#### [ABOUT THIS EXERCISE]
Each line below should be reproduced without any alteration.

#### [GIVEN ENTRIES]
- Opening Delimiter -

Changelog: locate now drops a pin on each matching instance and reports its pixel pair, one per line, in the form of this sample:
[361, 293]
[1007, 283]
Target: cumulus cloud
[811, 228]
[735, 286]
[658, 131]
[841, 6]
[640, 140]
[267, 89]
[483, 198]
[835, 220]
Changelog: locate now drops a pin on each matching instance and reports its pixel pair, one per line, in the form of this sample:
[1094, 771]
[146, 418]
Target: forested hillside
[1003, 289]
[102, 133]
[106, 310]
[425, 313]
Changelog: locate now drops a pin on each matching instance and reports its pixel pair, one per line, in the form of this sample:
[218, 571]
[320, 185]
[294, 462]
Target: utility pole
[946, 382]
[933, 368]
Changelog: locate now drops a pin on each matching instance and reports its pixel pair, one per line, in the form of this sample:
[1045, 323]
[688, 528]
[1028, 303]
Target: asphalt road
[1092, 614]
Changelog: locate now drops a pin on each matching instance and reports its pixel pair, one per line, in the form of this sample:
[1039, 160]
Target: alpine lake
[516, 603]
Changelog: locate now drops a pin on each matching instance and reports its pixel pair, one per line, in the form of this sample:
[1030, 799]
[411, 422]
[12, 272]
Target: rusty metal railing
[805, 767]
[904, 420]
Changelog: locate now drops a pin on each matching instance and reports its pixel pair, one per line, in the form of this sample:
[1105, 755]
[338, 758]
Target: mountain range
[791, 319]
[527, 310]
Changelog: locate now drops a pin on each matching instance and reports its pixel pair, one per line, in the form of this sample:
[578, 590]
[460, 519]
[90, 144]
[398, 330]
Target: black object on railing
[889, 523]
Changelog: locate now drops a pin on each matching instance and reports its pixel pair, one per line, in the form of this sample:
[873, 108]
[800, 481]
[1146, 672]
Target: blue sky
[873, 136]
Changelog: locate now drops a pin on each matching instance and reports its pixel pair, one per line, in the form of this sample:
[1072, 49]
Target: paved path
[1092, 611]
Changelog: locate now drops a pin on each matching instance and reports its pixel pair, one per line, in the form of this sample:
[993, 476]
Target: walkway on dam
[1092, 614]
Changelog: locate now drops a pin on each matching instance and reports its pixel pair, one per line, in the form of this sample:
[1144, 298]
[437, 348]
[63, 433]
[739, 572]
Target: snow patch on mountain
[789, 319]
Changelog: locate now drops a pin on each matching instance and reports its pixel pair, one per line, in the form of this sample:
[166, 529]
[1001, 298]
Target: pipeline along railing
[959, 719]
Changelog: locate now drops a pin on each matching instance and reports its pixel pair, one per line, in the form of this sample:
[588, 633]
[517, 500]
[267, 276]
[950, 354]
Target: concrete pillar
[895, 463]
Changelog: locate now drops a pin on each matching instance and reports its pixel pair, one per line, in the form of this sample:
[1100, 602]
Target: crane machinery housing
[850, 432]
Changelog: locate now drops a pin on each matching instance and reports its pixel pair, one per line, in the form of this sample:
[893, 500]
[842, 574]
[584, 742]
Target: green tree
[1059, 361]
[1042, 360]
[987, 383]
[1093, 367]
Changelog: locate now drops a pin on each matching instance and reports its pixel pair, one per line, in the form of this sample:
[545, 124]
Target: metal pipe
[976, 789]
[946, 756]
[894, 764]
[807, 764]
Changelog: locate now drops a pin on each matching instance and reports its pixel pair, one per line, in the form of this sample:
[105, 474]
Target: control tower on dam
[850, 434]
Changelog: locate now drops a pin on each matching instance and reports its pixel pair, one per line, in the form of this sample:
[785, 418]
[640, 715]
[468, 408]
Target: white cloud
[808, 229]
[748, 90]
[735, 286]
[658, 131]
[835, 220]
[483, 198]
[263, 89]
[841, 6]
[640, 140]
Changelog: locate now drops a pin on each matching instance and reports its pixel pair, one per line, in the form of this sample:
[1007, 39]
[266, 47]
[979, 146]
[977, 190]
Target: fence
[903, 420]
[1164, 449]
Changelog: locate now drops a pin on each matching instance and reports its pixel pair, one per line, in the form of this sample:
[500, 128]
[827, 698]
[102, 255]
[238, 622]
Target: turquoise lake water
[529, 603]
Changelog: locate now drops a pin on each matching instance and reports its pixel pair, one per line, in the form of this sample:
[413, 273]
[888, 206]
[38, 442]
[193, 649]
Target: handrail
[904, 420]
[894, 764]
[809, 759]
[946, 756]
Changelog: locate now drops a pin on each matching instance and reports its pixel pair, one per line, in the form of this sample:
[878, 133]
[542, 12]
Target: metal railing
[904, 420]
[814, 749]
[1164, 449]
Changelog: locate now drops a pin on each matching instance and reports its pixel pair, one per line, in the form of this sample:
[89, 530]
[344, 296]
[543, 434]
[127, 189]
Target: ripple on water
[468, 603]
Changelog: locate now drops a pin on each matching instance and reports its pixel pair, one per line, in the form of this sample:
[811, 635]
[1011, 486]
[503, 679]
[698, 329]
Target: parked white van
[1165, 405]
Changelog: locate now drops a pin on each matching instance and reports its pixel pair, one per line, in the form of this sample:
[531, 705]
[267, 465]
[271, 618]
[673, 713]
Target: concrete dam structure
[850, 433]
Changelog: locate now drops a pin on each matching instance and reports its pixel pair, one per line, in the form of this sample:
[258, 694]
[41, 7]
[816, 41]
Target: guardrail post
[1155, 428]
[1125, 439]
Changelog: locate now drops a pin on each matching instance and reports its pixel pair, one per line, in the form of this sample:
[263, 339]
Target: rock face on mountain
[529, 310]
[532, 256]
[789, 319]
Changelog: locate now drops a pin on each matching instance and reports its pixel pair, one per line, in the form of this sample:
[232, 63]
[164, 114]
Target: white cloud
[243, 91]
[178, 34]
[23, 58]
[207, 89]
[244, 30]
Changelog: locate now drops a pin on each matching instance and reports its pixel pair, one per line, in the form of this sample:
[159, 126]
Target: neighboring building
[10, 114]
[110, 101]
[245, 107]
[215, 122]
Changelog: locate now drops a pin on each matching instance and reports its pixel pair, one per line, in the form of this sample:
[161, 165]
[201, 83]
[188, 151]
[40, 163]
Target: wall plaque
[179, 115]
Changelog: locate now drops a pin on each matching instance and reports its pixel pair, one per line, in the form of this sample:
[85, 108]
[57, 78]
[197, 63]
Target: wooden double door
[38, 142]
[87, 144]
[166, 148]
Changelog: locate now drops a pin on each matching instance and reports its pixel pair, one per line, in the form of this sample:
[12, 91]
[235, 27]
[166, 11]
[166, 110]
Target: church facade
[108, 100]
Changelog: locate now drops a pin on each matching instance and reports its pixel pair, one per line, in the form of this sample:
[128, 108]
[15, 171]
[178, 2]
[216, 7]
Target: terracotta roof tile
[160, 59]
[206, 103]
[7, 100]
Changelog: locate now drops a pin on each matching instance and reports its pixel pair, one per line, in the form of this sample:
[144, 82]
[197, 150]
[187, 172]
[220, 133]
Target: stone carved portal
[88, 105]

- Closing Delimiter -

#### [EXERCISE RESPONSE]
Changelog: locate now drops a pin on each matching instance and reports its pixel pair, one per line, in the form of this sample:
[361, 293]
[1007, 283]
Target: cumulus cloud
[811, 228]
[735, 286]
[658, 131]
[841, 6]
[640, 140]
[267, 89]
[483, 198]
[835, 220]
Changelog: locate now drops a pin on each matching instance and reports its pixel pair, one per line, in the form of this sample:
[1094, 771]
[146, 418]
Target: forested hillside
[1003, 289]
[102, 133]
[106, 310]
[425, 313]
Changelog: locate now drops a pin on each matching instance and reports its pixel pair, one per line, in the form of this sample:
[218, 571]
[320, 185]
[294, 462]
Target: utility pole
[946, 382]
[933, 368]
Changelog: locate now drops a pin on each matching instance and reports its pixel pair, one per line, in the form of this sample:
[1045, 323]
[688, 528]
[1028, 303]
Target: asphalt road
[1092, 614]
Changelog: locate now drops a pin on each matching instance and reports its pixel pair, one per line, in the form of this sample:
[1039, 160]
Target: alpine lake
[516, 603]
Changelog: locate now drops a pin on each matching instance and reports its pixel pair, one per line, in the form of this sample:
[1030, 799]
[411, 422]
[12, 272]
Target: rusty metal railing
[805, 767]
[904, 420]
Changelog: locate now drops a pin on each matching instance and reports its pixel pair, one per line, in the form of this sample:
[1105, 755]
[338, 758]
Target: mountain range
[791, 319]
[527, 310]
Changelog: locate now drops a pin on each matching instance and reports its pixel pair, one per line, in the form of this sample:
[578, 590]
[460, 519]
[90, 144]
[398, 330]
Target: black object on railing
[889, 523]
Changelog: locate now drops a pin on each matching instance and reports its pixel pair, one per line, in the form of this sample:
[873, 108]
[800, 481]
[1146, 672]
Target: blue sky
[873, 136]
Changelog: locate now drops a pin on each matching instance and reports its pixel pair, one per line, in the form of this sample:
[1072, 49]
Target: paved path
[1092, 611]
Changelog: locate now drops a pin on each matching instance and reports its pixel pair, one per line, in the form of this sample:
[993, 476]
Target: walkway on dam
[1092, 614]
Changelog: locate now drops a pin on each matching instance and reports its pixel pair, one per line, in the form of this sample:
[1144, 298]
[437, 348]
[63, 433]
[739, 572]
Target: snow patch on mountain
[789, 319]
Changelog: locate now drops a pin on each matching instance and reports its pixel pair, one per line, in the form of this sample:
[166, 529]
[1001, 298]
Target: pipeline along railing
[959, 719]
Changelog: locate now drops a pin on each matching instance and reports its pixel pair, one per line, in the form of this sample:
[588, 633]
[517, 500]
[267, 276]
[950, 354]
Target: concrete pillar
[895, 463]
Changelog: locate now drops a pin on each matching instance and reports its pixel pair, one per line, in the form of this sample:
[1100, 602]
Target: crane machinery housing
[850, 432]
Changelog: locate now drops a pin on each matching instance and reports its pixel pair, one per line, in the form of this sample:
[893, 500]
[842, 574]
[584, 742]
Target: green tree
[1059, 361]
[1042, 360]
[987, 383]
[1093, 367]
Changelog: locate now drops a pin on each matching instance and reports its pixel pair, one per line, in the form of this sample:
[545, 124]
Target: metal pipe
[976, 789]
[946, 756]
[894, 764]
[807, 764]
Changelog: locate now drops a pin on each matching instance and reports its pixel pair, one per line, in the form of this sample:
[105, 474]
Target: control tower on dam
[850, 434]
Changelog: locate now drops a pin on each matching instance and reports its pixel pair, one per line, in the form of this sample:
[785, 418]
[640, 715]
[468, 408]
Target: white cloud
[808, 229]
[748, 90]
[735, 286]
[658, 131]
[835, 220]
[483, 198]
[263, 89]
[841, 6]
[640, 140]
Changelog: locate now drops a pin on each matching instance and reports its pixel pair, one per line, in the form of this sample:
[1007, 39]
[266, 47]
[979, 146]
[977, 190]
Target: fence
[903, 420]
[1164, 449]
Changelog: locate now drops a pin on each matching instance and reports its pixel pair, one per line, in the form of this sample:
[500, 128]
[827, 698]
[102, 255]
[238, 622]
Target: turquoise lake water
[529, 603]
Changelog: locate now drops a pin on each matching instance and reports its pixel pair, one per line, in the form of this sample:
[413, 273]
[888, 206]
[38, 442]
[193, 649]
Target: handrail
[904, 420]
[894, 764]
[809, 759]
[946, 756]
Changelog: locate now drops a pin on each matching instance and reports its pixel pair, one per line, in the form of this sample:
[878, 133]
[542, 12]
Target: metal railing
[904, 420]
[814, 749]
[1164, 449]
Changelog: locate now drops a pin on each matching instance and reports its pixel pair, one per line, in the form of this sample:
[89, 530]
[344, 296]
[543, 434]
[127, 189]
Target: ripple on water
[468, 603]
Changelog: locate now drops a pin on each matching instance and reports its pixel pair, one per line, in the form of this sample:
[811, 635]
[1011, 486]
[503, 679]
[698, 329]
Target: parked white van
[1165, 405]
Changelog: locate now drops a pin on each matching instance and reports its pixel pair, one per line, in the form of this sample:
[531, 705]
[267, 465]
[271, 618]
[673, 713]
Target: concrete dam structure
[850, 433]
Changelog: locate now drops a pin on each matching instance and reports its pixel pair, one per line, in the form of this sample:
[258, 694]
[41, 7]
[816, 41]
Target: guardrail post
[1155, 428]
[1125, 439]
Changelog: locate now drops a pin on each matching instance and reports its pixel pair, one per line, in the form of this sample:
[263, 339]
Target: rock face on mountain
[529, 310]
[532, 256]
[789, 319]
Changelog: locate now drops a pin on each matching instance and reports its pixel pair, one per line, in the form of this sample:
[232, 63]
[164, 114]
Target: white cloud
[243, 91]
[178, 34]
[23, 58]
[207, 89]
[244, 30]
Changelog: locate now drops a pin on each matching instance and reports its pixel pair, one per line, in the form of this sample:
[159, 126]
Target: neighboring building
[10, 114]
[110, 101]
[245, 107]
[215, 122]
Changelog: locate now drops a pin on each matching instance and reports its pixel pair, one per line, in the form of this sample:
[161, 165]
[201, 83]
[188, 151]
[40, 163]
Target: wall plaque
[179, 115]
Changelog: locate now drops a pin on each matching instance and reports its pixel pair, one per line, in the form of this sample:
[85, 108]
[57, 78]
[197, 63]
Target: wooden double door
[38, 142]
[87, 144]
[166, 148]
Changelog: locate now drops a pin on each matching instance and reports its pixel pair, one per line, in the form of this sample:
[12, 91]
[235, 27]
[166, 11]
[166, 110]
Target: church facade
[108, 100]
Changelog: locate now drops a pin on each matching instance and reports its pixel pair, one per line, in the form of this sample:
[128, 108]
[15, 171]
[178, 2]
[216, 7]
Target: terracotta roof tile
[160, 59]
[206, 103]
[7, 100]
Changelog: locate now drops a pin on each matching instance and reports its pixel pair, one per line, in the form of this sample:
[144, 82]
[197, 150]
[187, 172]
[220, 133]
Target: stone carved portal
[88, 105]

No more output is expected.